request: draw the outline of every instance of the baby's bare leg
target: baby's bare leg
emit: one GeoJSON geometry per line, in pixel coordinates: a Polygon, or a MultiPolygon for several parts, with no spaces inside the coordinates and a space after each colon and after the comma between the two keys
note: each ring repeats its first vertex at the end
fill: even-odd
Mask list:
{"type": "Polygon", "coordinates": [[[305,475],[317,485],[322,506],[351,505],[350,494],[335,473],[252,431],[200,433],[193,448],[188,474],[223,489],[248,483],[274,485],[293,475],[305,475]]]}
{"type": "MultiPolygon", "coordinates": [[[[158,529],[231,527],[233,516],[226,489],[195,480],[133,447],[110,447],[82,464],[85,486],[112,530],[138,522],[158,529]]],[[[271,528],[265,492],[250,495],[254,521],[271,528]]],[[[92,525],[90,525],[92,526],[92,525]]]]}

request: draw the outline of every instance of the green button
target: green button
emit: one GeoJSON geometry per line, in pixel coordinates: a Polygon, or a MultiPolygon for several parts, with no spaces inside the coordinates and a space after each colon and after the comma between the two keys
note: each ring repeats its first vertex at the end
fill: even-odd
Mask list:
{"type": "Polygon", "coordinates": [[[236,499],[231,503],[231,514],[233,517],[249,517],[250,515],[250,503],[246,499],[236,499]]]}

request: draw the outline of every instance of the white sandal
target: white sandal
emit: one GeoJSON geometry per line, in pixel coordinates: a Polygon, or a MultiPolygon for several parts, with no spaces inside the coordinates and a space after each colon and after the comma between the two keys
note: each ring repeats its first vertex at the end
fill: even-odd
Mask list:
...
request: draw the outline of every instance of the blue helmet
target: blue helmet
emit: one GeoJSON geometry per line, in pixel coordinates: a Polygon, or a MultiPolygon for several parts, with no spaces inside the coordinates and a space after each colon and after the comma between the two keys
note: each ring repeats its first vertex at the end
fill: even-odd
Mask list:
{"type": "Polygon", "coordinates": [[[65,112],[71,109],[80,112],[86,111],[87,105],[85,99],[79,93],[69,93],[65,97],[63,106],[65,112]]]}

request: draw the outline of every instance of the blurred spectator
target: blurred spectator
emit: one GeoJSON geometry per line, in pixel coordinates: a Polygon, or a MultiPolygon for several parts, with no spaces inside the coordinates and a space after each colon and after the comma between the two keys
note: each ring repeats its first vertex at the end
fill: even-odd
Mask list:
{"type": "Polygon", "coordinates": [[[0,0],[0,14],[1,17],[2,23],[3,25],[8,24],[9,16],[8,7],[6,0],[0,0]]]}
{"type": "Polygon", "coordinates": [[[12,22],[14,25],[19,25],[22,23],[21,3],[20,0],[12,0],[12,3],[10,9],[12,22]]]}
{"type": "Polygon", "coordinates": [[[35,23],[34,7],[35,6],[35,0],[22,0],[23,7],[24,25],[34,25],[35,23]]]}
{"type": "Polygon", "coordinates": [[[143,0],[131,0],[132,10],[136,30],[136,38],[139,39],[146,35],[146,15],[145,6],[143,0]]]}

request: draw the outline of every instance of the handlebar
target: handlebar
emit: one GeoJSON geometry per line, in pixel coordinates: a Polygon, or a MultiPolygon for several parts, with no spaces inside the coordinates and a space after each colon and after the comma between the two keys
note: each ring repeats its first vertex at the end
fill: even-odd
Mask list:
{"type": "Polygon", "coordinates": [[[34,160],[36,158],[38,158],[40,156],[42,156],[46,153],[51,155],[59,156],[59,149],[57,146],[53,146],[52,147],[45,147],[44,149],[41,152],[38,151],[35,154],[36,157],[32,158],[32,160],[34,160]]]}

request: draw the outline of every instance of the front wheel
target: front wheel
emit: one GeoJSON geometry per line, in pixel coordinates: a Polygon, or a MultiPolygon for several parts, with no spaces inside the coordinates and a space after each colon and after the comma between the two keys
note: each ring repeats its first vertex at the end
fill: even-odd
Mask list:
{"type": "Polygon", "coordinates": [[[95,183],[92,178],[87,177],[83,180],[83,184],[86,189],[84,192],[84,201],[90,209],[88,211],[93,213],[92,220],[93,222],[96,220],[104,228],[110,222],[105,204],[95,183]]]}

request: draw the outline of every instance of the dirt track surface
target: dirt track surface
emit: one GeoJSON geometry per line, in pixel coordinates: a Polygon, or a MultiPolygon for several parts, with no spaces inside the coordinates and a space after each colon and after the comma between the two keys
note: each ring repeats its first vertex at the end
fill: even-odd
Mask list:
...
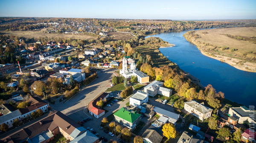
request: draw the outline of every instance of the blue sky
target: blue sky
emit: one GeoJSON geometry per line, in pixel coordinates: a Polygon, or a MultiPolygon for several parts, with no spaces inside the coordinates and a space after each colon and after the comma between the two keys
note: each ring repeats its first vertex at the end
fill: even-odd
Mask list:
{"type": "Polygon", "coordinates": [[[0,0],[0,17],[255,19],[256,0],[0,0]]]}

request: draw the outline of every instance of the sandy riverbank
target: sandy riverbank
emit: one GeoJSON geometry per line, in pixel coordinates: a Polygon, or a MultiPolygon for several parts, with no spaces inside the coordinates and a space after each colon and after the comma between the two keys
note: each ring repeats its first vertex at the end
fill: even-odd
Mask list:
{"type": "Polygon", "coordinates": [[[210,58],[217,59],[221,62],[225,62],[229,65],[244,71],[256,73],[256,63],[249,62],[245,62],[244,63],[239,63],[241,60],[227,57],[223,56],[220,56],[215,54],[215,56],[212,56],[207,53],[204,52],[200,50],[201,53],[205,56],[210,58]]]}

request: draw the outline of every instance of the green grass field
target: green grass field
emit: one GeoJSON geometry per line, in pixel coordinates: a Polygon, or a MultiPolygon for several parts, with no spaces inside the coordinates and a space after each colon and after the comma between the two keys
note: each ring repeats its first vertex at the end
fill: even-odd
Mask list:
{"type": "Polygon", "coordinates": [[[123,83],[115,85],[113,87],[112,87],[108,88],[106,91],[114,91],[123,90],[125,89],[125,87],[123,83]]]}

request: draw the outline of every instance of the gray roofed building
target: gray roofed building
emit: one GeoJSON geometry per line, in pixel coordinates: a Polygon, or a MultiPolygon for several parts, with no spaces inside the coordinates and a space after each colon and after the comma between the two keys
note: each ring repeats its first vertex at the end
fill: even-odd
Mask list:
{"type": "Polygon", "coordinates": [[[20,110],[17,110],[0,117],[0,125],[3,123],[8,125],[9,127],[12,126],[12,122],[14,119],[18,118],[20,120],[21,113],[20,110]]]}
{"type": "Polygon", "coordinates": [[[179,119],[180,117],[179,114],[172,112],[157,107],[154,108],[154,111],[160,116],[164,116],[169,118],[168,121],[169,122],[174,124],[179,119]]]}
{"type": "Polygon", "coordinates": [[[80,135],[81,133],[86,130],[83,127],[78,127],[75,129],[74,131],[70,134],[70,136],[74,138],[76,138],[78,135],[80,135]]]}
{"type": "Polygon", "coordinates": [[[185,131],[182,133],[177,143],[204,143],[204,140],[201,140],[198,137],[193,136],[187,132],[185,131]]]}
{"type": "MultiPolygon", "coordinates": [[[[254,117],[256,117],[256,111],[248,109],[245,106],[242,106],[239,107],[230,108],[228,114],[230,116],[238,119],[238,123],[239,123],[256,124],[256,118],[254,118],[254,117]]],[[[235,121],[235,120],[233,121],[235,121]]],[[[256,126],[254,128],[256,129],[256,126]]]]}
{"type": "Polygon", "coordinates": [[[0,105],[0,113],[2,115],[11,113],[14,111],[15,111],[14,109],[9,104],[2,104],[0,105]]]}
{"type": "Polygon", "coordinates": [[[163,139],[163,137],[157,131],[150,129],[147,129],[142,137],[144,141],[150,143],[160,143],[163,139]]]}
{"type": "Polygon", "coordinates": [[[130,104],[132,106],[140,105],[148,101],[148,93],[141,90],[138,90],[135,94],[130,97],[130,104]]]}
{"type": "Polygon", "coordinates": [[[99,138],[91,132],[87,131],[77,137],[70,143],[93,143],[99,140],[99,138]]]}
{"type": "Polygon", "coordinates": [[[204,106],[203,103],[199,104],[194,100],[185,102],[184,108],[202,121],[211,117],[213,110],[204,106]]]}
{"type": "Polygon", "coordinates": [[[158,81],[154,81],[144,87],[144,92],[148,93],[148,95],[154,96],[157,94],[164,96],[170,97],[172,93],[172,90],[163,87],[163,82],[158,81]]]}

Exercise → Copy out, unchanged, the lines from the one with "request: draw the outline of every instance of the white" up to and including the one with "target: white sandal".

Result of this exercise →
request: draw the outline of every instance of the white sandal
target: white sandal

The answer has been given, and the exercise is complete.